* **Stated task**
Print the full passage on creating title images for the diary serial, word for word and without any changes.
___ Supplied text ___
My latest serial, The Diary of a Victorian Disciplinarian, explores the affairs of Emily Havercock with Arabella Horsham, whom she is employed to be the companion of and Arabella’s husband, Alexander Horsham, who is a devotee of the birch.
The events that took place have been recorded in Emily’s diary. Although photography was invented in the 1800s, Emily, unfortunately, did not possess a camera and I needed title illustrations for each of her diary entries.
I have had some success creating composite images featuring real life models superimposed on a background in Photoshop to use as the title images.


Having worked in the photographic industry from as far back as when film was the main medium and Photoshop was a mere glint in the Knoll brothers’ eyes, I have always been happy to make use of new technology, embracing digital photography, but only when it became capable of doing the job and economical.
___ Record excerpts ___
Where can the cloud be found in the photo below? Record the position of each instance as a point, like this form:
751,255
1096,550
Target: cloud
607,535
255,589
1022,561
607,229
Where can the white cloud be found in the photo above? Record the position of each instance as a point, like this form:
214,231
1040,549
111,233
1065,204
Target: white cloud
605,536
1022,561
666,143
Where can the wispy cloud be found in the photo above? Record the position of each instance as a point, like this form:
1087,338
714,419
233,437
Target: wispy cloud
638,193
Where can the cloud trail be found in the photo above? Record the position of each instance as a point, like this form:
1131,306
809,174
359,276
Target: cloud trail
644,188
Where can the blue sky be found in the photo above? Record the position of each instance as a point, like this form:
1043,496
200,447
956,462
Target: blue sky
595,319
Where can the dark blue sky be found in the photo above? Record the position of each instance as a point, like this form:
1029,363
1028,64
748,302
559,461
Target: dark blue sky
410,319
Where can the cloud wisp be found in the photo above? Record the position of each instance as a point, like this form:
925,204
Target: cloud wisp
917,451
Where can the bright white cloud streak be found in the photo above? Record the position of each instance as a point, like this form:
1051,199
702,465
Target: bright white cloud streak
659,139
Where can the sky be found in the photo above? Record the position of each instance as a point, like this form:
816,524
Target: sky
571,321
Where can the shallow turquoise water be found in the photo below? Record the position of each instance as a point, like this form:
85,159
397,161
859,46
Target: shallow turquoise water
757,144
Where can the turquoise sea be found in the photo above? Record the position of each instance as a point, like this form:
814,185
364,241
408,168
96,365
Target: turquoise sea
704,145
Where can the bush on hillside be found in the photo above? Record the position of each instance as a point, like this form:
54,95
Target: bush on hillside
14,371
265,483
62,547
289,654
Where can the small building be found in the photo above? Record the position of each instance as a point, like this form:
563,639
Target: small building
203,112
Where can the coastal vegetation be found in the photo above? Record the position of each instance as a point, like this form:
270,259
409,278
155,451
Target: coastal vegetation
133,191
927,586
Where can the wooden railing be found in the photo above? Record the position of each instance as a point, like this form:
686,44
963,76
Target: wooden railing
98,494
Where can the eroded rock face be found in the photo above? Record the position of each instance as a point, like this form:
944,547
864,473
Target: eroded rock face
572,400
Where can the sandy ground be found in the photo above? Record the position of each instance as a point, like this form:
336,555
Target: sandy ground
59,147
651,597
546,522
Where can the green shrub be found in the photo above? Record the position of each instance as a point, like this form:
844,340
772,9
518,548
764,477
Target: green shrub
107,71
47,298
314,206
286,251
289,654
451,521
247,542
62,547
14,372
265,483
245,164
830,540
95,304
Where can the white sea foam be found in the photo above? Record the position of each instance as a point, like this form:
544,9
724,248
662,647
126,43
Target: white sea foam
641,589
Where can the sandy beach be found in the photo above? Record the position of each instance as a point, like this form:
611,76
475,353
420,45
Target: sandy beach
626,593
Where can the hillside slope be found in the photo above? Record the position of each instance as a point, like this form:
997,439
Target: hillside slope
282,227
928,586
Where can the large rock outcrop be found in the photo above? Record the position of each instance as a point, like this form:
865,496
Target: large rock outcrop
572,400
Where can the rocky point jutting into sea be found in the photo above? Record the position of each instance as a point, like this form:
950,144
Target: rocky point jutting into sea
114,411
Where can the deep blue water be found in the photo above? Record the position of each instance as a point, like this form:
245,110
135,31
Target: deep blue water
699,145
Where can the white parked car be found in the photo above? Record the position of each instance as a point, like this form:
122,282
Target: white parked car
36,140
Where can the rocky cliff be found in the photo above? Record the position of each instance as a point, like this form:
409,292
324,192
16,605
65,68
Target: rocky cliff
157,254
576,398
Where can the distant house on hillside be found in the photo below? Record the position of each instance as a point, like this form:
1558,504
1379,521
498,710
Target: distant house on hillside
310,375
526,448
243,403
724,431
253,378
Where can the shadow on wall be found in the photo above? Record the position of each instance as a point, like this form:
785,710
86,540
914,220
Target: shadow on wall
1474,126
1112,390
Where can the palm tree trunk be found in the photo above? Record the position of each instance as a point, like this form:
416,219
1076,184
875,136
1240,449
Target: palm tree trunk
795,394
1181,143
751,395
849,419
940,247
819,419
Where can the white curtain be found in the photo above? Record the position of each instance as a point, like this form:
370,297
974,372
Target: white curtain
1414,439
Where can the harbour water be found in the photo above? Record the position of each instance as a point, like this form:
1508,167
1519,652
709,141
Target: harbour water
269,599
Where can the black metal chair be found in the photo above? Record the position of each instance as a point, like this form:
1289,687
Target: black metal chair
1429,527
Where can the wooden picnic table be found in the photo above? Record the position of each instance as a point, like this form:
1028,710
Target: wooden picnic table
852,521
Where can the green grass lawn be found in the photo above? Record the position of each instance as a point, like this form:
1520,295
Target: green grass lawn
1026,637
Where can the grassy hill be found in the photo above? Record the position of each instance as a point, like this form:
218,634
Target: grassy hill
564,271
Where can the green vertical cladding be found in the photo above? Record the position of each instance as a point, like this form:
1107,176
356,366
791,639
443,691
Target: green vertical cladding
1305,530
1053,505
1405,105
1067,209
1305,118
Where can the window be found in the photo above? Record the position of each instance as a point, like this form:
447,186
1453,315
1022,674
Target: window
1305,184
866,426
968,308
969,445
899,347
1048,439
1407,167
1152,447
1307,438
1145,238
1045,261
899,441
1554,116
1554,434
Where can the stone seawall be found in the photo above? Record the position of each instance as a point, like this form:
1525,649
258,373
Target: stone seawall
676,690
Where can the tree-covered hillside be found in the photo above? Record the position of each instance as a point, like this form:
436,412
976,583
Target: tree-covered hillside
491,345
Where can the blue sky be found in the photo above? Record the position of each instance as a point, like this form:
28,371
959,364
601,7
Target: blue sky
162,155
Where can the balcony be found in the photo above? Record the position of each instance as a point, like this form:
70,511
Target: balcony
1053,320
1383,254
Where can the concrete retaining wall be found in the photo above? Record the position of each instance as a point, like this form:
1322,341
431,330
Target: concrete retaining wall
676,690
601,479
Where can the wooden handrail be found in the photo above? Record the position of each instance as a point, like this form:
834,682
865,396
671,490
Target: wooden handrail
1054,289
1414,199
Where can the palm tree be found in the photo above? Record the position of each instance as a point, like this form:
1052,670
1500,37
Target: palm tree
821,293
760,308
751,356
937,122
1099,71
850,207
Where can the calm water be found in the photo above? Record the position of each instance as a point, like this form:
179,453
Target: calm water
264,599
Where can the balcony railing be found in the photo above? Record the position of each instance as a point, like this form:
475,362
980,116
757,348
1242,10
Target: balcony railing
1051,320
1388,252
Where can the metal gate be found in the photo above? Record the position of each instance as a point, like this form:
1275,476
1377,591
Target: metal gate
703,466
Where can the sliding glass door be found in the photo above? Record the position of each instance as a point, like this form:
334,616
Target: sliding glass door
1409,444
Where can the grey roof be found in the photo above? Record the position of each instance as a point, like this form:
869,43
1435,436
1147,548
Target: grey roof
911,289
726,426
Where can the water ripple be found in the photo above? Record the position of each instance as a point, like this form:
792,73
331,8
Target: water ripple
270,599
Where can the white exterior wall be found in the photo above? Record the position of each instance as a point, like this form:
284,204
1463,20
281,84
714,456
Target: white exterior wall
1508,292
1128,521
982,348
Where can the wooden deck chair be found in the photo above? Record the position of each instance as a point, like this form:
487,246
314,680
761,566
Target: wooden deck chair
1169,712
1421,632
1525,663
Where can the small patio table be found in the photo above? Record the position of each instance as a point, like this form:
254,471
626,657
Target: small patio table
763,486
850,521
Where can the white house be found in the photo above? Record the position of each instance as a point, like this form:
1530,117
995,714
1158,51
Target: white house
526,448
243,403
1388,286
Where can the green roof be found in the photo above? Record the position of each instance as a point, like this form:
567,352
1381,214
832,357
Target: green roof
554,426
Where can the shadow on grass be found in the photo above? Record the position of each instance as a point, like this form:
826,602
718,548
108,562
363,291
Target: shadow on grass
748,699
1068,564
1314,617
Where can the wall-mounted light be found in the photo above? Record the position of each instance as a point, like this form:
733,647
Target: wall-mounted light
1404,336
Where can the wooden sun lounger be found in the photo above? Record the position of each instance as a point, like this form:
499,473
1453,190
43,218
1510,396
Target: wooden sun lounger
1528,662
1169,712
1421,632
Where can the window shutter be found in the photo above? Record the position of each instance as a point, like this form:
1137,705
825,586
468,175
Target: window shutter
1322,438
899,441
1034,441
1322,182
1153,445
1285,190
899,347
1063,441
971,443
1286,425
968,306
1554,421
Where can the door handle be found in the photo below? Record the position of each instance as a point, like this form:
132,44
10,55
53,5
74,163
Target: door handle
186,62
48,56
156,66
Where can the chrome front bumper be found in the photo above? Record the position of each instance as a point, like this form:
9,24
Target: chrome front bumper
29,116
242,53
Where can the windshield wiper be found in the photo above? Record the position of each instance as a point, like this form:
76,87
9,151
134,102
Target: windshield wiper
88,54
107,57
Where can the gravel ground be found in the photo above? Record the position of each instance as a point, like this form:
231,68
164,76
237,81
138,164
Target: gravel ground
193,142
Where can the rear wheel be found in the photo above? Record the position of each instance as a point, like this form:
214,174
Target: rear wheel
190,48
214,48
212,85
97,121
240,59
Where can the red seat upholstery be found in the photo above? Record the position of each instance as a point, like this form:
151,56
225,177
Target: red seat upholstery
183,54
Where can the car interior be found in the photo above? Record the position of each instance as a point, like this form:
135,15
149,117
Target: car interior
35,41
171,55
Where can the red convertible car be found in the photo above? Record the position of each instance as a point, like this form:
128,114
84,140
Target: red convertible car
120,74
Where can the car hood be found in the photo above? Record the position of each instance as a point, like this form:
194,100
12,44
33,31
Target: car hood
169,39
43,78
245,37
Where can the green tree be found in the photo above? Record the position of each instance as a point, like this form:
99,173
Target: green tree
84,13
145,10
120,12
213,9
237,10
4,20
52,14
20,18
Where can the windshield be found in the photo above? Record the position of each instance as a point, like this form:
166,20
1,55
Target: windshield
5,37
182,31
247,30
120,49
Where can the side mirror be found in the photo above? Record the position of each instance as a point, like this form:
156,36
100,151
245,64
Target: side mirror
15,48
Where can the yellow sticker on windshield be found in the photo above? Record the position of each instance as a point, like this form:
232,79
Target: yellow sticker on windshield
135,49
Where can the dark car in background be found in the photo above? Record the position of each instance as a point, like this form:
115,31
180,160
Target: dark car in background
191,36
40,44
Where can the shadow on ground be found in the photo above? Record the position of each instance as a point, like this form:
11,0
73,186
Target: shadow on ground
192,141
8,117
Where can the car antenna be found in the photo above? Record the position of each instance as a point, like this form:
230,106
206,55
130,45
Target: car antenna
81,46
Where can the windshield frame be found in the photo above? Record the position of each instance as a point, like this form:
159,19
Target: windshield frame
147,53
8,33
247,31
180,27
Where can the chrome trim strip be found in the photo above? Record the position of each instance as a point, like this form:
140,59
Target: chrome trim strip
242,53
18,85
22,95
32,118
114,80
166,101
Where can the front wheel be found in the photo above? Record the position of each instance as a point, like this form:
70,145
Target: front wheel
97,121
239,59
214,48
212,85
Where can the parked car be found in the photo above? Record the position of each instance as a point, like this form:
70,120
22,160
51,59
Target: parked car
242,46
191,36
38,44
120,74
___
* **Problem solution**
My latest serial, The Diary of a Victorian Disciplinarian, explores the affairs of Emily Havercock with Arabella Horsham, whom she is employed to be the companion of and Arabella’s husband, Alexander Horsham, who is a devotee of the birch.
The events that took place have been recorded in Emily’s diary. Although photography was invented in the 1800s, Emily, unfortunately, did not possess a camera and I needed title illustrations for each of her diary entries.
I have had some success creating composite images featuring real life models superimposed on a background in Photoshop to use as the title images.


Having worked in the photographic industry from as far back as when film was the main medium and Photoshop was a mere glint in the Knoll brothers’ eyes, I have always been happy to make use of new technology, embracing digital photography, but only when it became capable of doing the job and economical.